Rewrite the part of the items that opens with the line containing "the bicycle handlebar" and closes with the line containing "Keep to these rules. Indicate every instance of the yellow car" as a numbered list, both of those lines included and blank lines dropped. Leave out the pictures.

[Rows from a dataset]
====

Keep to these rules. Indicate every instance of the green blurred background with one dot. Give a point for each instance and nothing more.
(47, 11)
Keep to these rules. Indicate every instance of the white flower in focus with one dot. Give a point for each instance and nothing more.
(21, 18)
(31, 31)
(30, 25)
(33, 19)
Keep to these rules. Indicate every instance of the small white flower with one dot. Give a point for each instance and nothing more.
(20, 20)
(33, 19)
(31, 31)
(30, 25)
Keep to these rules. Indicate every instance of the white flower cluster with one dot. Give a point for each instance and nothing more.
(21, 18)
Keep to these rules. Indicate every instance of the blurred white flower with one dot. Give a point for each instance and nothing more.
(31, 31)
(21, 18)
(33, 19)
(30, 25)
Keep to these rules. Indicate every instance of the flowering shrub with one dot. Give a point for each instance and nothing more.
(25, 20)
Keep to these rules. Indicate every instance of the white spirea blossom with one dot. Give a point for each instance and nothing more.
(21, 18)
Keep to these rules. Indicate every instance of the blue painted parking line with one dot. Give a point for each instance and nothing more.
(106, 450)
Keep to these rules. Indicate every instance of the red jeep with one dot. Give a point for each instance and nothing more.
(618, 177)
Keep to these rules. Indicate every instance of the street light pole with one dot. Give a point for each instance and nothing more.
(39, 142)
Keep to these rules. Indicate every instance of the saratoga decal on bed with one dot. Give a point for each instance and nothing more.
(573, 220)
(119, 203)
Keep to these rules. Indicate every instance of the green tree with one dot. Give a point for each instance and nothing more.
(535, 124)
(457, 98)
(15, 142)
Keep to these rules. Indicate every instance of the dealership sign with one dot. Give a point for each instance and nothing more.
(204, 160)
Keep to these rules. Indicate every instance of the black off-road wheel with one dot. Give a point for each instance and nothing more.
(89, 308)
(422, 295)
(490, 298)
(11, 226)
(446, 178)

====

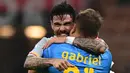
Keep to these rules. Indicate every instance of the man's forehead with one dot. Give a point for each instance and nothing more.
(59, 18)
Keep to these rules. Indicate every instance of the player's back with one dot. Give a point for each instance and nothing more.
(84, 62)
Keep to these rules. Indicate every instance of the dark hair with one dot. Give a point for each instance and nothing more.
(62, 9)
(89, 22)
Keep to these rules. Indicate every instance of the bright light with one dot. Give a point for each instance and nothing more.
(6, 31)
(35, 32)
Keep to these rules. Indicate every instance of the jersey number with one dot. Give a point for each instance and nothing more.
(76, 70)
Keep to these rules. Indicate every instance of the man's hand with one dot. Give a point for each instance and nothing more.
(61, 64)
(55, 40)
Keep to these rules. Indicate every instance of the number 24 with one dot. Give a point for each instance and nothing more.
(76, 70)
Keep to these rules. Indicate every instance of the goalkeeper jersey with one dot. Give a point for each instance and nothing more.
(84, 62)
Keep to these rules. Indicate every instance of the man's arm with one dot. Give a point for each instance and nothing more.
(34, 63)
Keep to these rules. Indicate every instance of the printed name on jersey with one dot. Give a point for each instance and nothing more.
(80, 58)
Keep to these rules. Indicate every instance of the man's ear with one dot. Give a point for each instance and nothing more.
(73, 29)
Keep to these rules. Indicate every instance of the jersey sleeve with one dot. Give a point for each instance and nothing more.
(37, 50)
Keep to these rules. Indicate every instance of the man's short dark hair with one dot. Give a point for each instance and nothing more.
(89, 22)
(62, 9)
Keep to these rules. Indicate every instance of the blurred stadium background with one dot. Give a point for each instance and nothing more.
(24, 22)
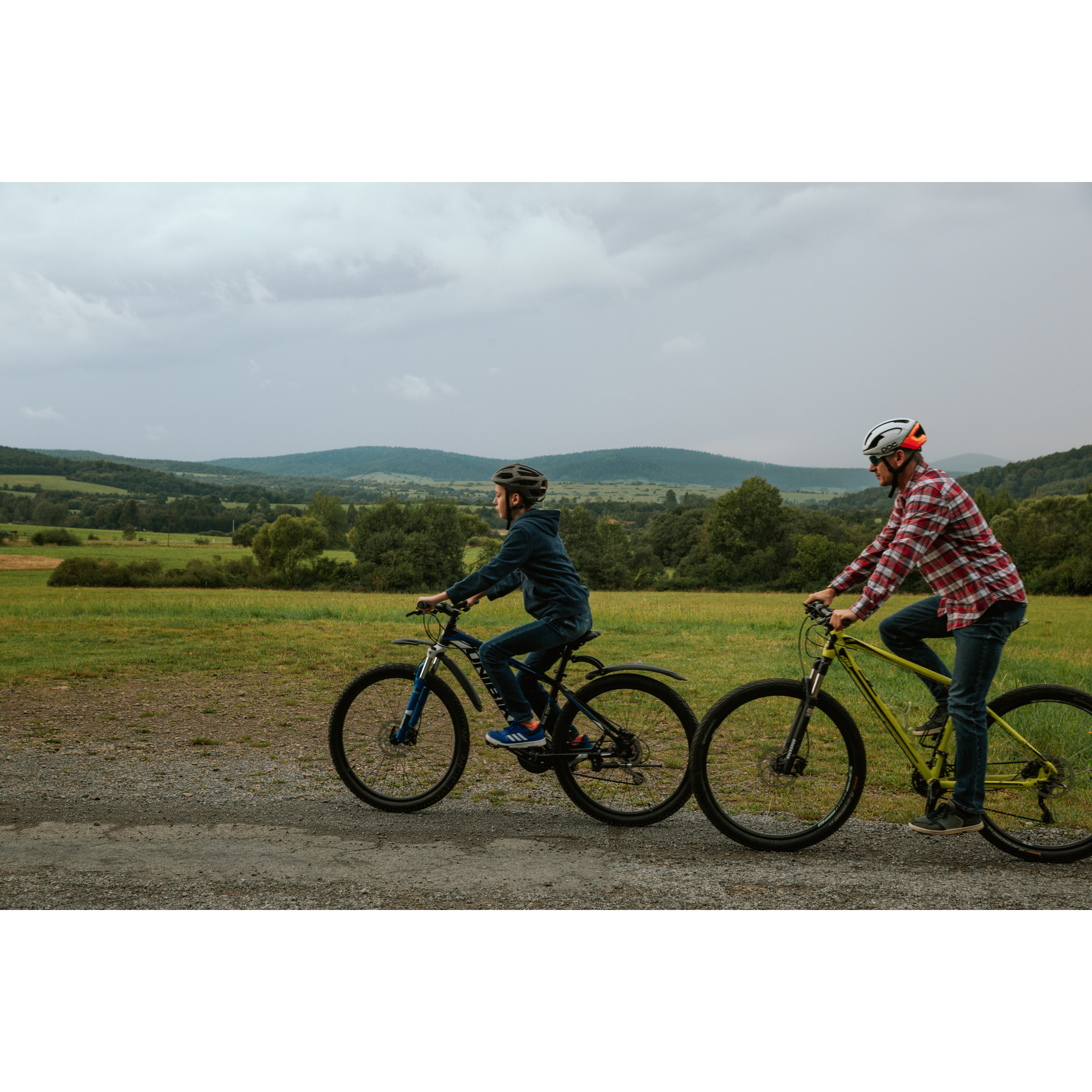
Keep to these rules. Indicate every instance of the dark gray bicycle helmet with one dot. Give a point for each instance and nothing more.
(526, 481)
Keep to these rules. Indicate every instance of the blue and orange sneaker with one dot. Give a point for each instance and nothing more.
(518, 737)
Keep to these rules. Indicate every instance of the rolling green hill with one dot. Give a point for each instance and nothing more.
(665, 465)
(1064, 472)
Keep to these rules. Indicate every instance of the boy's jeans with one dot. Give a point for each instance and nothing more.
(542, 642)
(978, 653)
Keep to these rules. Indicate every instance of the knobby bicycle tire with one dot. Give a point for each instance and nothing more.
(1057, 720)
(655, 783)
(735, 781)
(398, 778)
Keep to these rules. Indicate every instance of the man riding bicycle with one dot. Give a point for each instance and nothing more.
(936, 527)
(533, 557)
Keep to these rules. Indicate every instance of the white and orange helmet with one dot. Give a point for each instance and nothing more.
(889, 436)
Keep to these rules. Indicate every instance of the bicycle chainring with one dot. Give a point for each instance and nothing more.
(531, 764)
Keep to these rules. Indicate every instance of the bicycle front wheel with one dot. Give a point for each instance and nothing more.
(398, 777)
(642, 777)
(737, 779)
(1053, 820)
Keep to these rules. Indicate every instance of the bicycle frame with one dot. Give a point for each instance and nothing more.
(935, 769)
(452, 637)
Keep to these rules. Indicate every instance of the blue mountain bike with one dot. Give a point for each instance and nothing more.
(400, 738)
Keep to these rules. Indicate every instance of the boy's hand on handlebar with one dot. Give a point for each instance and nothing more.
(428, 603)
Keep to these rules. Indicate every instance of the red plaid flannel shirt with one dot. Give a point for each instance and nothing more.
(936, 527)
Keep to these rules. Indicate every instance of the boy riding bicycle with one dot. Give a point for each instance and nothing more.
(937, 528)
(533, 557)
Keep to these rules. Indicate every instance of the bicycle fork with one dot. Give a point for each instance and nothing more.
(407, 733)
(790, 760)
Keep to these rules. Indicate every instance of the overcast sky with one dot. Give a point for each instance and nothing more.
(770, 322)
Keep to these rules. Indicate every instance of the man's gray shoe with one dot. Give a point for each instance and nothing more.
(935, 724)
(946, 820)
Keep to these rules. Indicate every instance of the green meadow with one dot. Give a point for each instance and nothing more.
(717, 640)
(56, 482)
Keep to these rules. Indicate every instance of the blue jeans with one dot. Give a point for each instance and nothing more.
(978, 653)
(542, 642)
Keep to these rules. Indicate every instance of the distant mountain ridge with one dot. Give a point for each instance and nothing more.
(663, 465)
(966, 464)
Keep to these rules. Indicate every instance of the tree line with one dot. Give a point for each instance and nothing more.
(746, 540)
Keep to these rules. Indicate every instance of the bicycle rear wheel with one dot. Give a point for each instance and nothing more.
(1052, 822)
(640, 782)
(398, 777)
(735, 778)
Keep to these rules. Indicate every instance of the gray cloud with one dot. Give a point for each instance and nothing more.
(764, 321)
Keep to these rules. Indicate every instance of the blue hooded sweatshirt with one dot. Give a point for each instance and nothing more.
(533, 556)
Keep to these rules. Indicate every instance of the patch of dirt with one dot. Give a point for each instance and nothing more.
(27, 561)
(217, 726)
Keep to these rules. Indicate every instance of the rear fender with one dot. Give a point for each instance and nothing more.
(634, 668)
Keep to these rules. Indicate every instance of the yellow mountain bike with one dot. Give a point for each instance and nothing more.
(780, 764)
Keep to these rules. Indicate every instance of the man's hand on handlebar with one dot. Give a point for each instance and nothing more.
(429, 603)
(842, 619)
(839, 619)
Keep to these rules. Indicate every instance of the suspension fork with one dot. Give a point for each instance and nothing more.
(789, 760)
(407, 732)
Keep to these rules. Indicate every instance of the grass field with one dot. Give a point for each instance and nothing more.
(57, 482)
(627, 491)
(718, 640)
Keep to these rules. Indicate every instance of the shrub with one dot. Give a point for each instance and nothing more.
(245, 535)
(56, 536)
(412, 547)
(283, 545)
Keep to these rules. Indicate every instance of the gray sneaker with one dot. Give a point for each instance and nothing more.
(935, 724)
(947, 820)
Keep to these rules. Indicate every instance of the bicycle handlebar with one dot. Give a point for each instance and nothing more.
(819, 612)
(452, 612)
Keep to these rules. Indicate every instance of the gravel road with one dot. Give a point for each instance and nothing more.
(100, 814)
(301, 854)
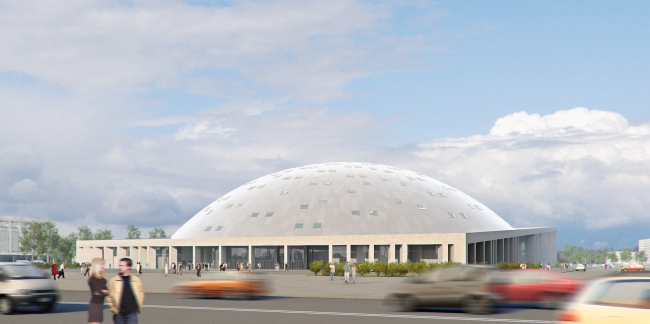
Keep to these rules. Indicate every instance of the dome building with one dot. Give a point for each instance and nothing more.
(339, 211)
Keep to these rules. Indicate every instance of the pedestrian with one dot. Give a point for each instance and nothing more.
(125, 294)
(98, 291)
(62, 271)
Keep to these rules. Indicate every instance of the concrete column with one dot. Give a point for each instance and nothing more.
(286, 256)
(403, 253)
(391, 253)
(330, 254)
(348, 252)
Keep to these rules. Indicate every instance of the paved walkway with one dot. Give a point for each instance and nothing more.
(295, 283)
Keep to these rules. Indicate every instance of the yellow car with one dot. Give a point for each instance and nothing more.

====

* [Output below]:
1. Keep to these rules. Indicate every instance of the bicycle handlebar with one dot. Give a point for each instance and nothing more.
2. (819, 612)
3. (452, 612)
4. Keep to these rules. Indicate every instance of the gravel road with one dot. Give a point for each instance and nothing more.
5. (100, 814)
6. (301, 854)
7. Keep to these rules. Indicate every instance of the dome building with one dot. Give a point for each instance and nothing more.
8. (339, 211)
9. Keep to these rules. Indicate every instance of the pedestrian with one dot. Give a point for each instance and nothing more.
10. (125, 294)
11. (98, 291)
12. (62, 271)
13. Keep to these rules. Indicate every instance of the concrete column with one dot. Give a point for each instance and nothing more.
14. (286, 256)
15. (403, 253)
16. (391, 253)
17. (330, 254)
18. (348, 252)
19. Keep to these rules. Indicate every instance of the paved walkway with one dot. Give a point for each instance and nothing more.
20. (295, 283)
21. Keep to these rules. Indicate every instance of the yellow car with one dot. Give a point for each instance and nothing more.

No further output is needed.